━━━━━ RECORDED DATA
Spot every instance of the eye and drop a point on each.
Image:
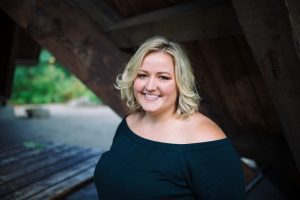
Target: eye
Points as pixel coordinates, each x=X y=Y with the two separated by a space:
x=141 y=76
x=164 y=78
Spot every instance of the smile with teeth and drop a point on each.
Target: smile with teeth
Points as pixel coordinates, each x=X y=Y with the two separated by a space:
x=151 y=97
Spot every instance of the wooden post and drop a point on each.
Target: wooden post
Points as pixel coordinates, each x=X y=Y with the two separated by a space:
x=8 y=41
x=268 y=31
x=75 y=41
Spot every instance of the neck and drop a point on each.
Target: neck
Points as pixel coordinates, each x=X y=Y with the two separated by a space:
x=156 y=118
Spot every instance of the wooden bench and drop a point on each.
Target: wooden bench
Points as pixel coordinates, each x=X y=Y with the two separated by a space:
x=45 y=171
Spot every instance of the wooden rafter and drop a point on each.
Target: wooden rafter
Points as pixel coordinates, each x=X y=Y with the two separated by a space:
x=75 y=42
x=190 y=21
x=268 y=31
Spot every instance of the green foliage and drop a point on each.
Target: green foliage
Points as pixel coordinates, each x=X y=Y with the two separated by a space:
x=47 y=82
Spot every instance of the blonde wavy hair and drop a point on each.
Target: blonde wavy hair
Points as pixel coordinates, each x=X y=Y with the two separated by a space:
x=188 y=98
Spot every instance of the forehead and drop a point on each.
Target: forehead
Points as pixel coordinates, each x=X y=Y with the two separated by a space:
x=158 y=60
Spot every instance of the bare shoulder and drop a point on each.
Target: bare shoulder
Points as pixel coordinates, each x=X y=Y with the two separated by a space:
x=132 y=119
x=203 y=129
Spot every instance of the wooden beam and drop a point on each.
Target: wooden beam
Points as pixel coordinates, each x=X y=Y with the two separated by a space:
x=8 y=44
x=190 y=21
x=268 y=31
x=99 y=12
x=75 y=42
x=294 y=11
x=28 y=50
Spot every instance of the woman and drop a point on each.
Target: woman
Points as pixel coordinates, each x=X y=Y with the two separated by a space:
x=166 y=149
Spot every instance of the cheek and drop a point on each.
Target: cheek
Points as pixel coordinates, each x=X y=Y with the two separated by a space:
x=137 y=86
x=171 y=89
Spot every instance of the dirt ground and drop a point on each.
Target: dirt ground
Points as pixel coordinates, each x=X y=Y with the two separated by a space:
x=89 y=126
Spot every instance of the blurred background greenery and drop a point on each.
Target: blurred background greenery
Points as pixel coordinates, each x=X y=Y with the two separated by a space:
x=47 y=82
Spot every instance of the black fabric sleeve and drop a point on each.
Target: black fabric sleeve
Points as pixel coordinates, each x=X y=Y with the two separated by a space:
x=215 y=174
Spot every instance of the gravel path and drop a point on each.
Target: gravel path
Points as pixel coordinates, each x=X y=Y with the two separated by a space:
x=89 y=126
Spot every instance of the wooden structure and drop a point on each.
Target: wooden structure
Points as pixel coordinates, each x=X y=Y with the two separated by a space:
x=245 y=55
x=45 y=171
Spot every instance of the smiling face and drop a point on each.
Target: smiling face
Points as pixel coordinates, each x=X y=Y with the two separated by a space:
x=155 y=86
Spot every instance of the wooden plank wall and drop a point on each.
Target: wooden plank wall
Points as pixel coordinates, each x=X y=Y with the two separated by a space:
x=267 y=27
x=228 y=74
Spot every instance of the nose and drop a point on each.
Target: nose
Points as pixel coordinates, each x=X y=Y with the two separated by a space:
x=151 y=84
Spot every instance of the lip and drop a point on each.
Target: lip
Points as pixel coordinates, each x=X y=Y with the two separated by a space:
x=151 y=97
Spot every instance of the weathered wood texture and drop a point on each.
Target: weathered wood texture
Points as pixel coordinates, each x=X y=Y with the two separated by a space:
x=235 y=96
x=28 y=51
x=8 y=41
x=183 y=22
x=45 y=171
x=75 y=42
x=268 y=31
x=294 y=14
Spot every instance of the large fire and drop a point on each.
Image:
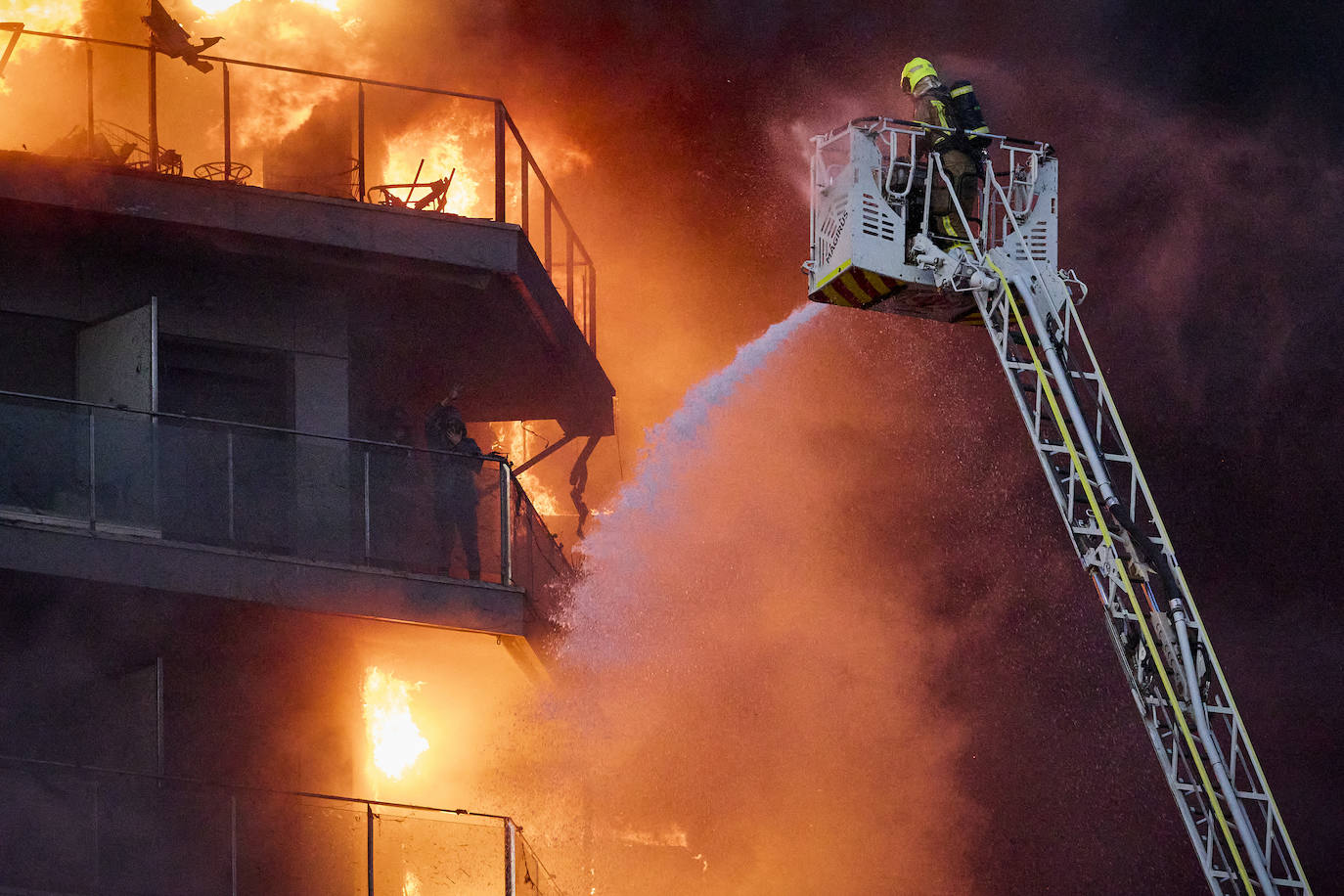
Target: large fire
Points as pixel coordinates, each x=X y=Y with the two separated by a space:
x=434 y=151
x=392 y=734
x=49 y=15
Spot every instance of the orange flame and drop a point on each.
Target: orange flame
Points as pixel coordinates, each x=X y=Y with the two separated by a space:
x=47 y=15
x=511 y=439
x=439 y=144
x=395 y=739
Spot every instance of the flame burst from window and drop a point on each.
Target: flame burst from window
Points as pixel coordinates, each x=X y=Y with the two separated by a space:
x=395 y=739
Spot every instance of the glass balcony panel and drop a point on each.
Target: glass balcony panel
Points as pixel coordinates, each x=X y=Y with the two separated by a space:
x=124 y=470
x=43 y=460
x=144 y=845
x=194 y=481
x=426 y=853
x=290 y=844
x=268 y=492
x=263 y=490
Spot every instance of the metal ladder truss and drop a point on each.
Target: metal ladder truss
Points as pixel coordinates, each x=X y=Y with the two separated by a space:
x=1242 y=845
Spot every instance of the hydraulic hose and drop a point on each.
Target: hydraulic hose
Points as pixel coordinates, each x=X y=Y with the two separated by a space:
x=1215 y=755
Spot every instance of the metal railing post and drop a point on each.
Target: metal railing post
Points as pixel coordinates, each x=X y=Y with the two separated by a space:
x=93 y=475
x=89 y=70
x=158 y=716
x=233 y=535
x=506 y=525
x=154 y=111
x=568 y=267
x=229 y=124
x=97 y=846
x=359 y=146
x=369 y=808
x=546 y=230
x=523 y=162
x=592 y=332
x=233 y=844
x=369 y=550
x=500 y=198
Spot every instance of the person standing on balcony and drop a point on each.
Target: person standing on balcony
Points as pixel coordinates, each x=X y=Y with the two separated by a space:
x=935 y=105
x=455 y=464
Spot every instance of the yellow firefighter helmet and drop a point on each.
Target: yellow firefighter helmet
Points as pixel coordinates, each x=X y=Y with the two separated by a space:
x=916 y=70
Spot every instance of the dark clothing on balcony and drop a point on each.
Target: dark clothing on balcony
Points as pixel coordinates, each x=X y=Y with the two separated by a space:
x=455 y=503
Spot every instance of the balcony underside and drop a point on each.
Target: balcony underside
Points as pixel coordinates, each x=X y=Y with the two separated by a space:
x=428 y=298
x=288 y=582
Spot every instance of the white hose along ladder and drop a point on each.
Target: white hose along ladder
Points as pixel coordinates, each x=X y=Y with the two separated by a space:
x=873 y=247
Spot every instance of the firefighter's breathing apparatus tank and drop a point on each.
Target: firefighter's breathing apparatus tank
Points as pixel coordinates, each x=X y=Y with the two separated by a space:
x=969 y=117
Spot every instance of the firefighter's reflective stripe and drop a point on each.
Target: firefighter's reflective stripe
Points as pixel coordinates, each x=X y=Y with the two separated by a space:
x=827 y=278
x=855 y=288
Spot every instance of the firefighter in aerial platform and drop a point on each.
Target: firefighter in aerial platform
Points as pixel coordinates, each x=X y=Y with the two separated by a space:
x=959 y=112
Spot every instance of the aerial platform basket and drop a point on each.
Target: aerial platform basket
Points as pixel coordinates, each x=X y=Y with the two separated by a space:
x=870 y=201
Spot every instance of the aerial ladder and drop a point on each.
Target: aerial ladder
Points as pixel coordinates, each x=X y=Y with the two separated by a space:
x=873 y=247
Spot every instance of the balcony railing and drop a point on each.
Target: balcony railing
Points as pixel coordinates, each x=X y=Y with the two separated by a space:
x=85 y=830
x=269 y=490
x=234 y=124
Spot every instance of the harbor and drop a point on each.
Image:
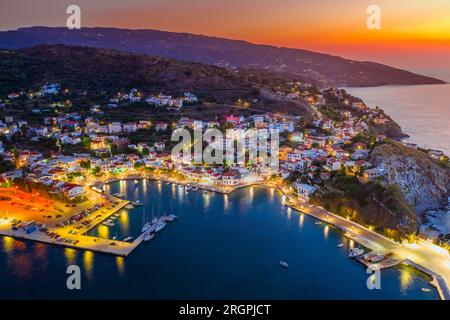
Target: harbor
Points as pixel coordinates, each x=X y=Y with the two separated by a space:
x=104 y=217
x=214 y=235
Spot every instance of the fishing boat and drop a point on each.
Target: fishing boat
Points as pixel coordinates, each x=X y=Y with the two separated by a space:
x=137 y=203
x=356 y=252
x=149 y=236
x=145 y=225
x=170 y=217
x=160 y=225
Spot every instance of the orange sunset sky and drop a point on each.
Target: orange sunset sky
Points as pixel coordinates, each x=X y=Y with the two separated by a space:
x=415 y=34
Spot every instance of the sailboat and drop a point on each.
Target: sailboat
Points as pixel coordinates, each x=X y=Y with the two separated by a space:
x=170 y=217
x=145 y=225
x=160 y=224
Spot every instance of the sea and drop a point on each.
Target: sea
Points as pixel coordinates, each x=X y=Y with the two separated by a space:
x=422 y=111
x=220 y=247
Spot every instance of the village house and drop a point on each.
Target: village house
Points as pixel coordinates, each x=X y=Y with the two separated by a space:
x=161 y=126
x=231 y=178
x=304 y=191
x=130 y=127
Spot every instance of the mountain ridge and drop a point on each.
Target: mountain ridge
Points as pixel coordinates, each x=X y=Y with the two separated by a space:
x=318 y=68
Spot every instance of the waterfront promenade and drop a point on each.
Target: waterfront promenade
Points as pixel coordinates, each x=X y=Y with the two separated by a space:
x=426 y=257
x=421 y=255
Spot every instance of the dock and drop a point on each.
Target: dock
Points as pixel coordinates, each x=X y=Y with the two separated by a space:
x=437 y=280
x=85 y=242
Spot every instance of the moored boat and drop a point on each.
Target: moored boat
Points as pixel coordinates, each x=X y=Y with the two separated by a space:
x=356 y=252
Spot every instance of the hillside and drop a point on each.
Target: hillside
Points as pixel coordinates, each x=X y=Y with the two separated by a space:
x=97 y=70
x=423 y=182
x=320 y=69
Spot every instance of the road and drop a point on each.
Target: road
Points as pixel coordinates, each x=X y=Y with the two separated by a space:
x=425 y=254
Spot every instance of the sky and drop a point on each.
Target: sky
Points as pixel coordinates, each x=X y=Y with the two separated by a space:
x=414 y=34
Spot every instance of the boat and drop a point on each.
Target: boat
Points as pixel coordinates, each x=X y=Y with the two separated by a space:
x=149 y=236
x=145 y=226
x=356 y=252
x=160 y=225
x=170 y=217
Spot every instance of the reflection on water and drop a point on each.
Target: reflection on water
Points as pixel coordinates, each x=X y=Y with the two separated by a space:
x=351 y=244
x=326 y=230
x=301 y=220
x=206 y=200
x=120 y=263
x=225 y=202
x=70 y=255
x=124 y=222
x=103 y=232
x=271 y=194
x=205 y=226
x=88 y=262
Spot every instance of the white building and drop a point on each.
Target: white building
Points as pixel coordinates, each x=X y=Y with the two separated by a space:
x=305 y=191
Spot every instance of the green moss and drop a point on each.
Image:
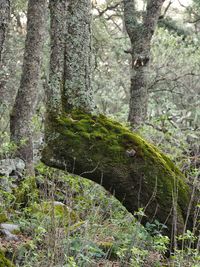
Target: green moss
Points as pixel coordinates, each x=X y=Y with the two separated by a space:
x=4 y=262
x=100 y=144
x=3 y=217
x=26 y=192
x=62 y=214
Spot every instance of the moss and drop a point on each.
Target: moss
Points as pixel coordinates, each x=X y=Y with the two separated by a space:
x=62 y=214
x=100 y=148
x=3 y=217
x=4 y=262
x=26 y=192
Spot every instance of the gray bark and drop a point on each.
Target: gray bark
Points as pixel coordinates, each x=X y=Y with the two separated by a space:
x=58 y=9
x=140 y=35
x=4 y=20
x=24 y=107
x=77 y=89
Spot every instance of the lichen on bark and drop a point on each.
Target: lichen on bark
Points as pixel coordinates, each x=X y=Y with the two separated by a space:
x=77 y=92
x=100 y=149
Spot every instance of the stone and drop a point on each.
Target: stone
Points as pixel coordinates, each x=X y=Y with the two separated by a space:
x=10 y=227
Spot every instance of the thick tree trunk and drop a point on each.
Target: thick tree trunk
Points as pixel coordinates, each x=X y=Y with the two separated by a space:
x=104 y=151
x=4 y=20
x=58 y=9
x=24 y=107
x=140 y=35
x=134 y=171
x=77 y=91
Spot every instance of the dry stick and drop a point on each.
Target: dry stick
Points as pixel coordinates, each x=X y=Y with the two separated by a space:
x=194 y=187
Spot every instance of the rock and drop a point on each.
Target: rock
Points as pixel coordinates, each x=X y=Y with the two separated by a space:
x=8 y=235
x=58 y=203
x=8 y=230
x=10 y=227
x=8 y=166
x=4 y=262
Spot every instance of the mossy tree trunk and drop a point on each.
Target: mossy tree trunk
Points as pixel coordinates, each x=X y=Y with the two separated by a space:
x=4 y=20
x=103 y=151
x=24 y=107
x=140 y=35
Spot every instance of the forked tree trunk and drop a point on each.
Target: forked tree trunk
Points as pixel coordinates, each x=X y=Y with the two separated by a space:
x=24 y=107
x=4 y=20
x=140 y=35
x=102 y=150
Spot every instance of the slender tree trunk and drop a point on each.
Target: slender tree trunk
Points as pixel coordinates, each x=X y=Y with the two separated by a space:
x=24 y=107
x=4 y=20
x=140 y=35
x=102 y=150
x=77 y=92
x=58 y=10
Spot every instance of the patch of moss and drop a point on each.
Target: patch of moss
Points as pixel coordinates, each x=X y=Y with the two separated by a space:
x=97 y=148
x=4 y=262
x=61 y=213
x=3 y=217
x=26 y=192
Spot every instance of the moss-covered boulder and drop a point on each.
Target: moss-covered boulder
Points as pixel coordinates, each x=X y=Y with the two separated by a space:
x=4 y=262
x=136 y=172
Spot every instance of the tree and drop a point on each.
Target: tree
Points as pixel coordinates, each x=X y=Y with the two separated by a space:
x=4 y=20
x=140 y=34
x=100 y=149
x=24 y=107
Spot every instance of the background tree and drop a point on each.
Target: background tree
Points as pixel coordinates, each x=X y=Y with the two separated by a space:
x=24 y=107
x=4 y=20
x=140 y=34
x=102 y=150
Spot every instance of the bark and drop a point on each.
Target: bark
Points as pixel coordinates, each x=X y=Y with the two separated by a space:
x=135 y=172
x=58 y=9
x=104 y=151
x=24 y=107
x=77 y=87
x=140 y=35
x=4 y=20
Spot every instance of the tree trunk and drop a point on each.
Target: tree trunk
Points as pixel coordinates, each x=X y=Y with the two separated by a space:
x=77 y=92
x=58 y=9
x=140 y=35
x=24 y=107
x=4 y=20
x=104 y=151
x=134 y=171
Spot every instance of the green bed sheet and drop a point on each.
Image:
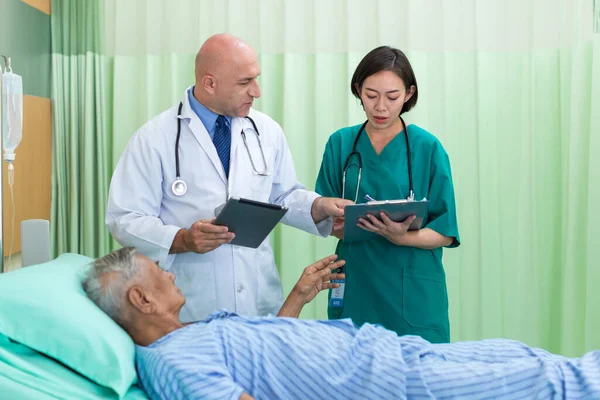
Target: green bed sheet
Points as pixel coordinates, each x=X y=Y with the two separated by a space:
x=26 y=374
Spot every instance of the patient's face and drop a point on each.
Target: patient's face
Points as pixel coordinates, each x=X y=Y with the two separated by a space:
x=161 y=286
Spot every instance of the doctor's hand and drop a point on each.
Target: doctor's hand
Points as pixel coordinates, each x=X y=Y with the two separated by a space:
x=325 y=207
x=316 y=277
x=392 y=231
x=203 y=236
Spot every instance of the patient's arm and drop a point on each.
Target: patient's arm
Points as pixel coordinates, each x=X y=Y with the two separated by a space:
x=316 y=277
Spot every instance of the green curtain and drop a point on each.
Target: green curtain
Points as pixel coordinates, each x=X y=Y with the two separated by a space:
x=81 y=94
x=511 y=96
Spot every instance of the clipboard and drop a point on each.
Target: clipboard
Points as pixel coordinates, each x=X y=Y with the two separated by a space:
x=250 y=220
x=397 y=210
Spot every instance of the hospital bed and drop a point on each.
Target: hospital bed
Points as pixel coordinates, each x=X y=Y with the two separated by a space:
x=55 y=343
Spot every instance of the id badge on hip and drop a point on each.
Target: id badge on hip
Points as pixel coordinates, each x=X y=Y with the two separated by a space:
x=337 y=294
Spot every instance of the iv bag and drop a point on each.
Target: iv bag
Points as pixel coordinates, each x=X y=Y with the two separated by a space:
x=12 y=113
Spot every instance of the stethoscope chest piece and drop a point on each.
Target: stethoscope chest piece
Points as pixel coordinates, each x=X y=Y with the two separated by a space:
x=179 y=187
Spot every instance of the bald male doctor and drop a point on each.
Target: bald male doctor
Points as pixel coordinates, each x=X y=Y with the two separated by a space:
x=168 y=217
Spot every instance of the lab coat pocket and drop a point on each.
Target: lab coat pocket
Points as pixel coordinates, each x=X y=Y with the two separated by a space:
x=269 y=289
x=424 y=300
x=197 y=282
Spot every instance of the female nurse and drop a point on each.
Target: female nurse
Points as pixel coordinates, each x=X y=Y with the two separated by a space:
x=397 y=279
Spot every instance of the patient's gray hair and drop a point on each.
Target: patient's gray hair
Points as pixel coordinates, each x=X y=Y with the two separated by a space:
x=109 y=292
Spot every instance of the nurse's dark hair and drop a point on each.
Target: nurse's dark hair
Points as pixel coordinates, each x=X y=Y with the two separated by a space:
x=386 y=58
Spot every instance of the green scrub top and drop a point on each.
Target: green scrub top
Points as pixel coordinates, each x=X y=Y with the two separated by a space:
x=401 y=288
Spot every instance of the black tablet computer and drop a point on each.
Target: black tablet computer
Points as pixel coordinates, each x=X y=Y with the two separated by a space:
x=250 y=220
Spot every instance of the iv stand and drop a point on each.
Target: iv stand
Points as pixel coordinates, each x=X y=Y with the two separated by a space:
x=7 y=69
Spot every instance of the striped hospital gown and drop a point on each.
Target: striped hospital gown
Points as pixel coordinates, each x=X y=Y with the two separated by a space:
x=284 y=358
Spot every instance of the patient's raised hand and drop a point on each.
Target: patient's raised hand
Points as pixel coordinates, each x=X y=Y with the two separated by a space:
x=317 y=277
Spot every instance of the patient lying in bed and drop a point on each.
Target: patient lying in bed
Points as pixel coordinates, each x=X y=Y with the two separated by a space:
x=229 y=357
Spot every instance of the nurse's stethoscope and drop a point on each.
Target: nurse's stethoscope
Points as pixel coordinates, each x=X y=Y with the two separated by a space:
x=356 y=154
x=179 y=187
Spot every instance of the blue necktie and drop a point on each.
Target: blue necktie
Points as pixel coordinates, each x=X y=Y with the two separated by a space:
x=222 y=142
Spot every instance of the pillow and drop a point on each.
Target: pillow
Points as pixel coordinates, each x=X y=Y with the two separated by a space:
x=45 y=308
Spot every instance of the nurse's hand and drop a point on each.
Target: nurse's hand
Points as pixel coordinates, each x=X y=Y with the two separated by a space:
x=392 y=231
x=203 y=236
x=325 y=207
x=338 y=227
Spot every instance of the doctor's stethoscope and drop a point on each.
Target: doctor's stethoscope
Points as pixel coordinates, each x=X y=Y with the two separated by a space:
x=179 y=187
x=356 y=154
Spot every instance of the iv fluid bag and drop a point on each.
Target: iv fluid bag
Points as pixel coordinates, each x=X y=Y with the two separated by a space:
x=12 y=113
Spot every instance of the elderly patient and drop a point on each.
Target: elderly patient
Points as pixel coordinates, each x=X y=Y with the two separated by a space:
x=227 y=356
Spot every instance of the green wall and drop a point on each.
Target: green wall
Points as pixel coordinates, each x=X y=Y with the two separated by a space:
x=25 y=36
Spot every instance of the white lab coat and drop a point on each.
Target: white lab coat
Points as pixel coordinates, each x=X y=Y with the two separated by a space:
x=143 y=211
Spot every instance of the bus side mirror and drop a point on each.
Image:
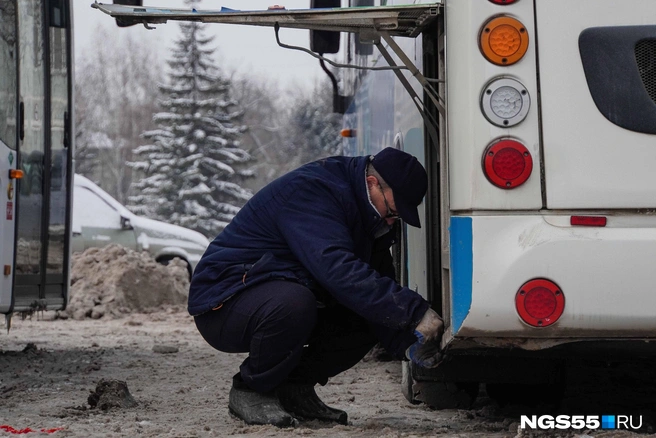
━━━━━━━━━━
■ **WORK REQUEST**:
Which lines run from the one holding "Target: iv stand" through the one holding "Target: blue necktie" in the records above? Repeat them exactly, both included, and nothing more.

■ **RESPONSE TO THIS TASK**:
Target: iv stand
Points as pixel coordinates, each x=X y=Y with the two separated by a space:
x=7 y=69
Spot every instance of the striped hospital gown and drop a point on each.
Target: striped hospital gown
Points as pixel coordinates, each x=X y=Y with the two separated by a space:
x=284 y=358
Spot every instance of the patient's raised hand and drop a point on each.
Target: patient's raised hand
Points as pixel coordinates, each x=X y=Y with the two separated by a space:
x=317 y=277
Spot every instance of the patient lying in bed and drop a point on each.
Target: patient lying in bed
Points as pixel coordinates, each x=X y=Y with the two separated by a space:
x=229 y=357
Spot every instance of the nurse's stethoscope and drop a point on each.
Target: nurse's stethoscope
Points as pixel coordinates, each x=X y=Y with the two separated by a space:
x=356 y=154
x=179 y=187
Spot every instance of the blue necktie and drop a point on each.
Target: blue necktie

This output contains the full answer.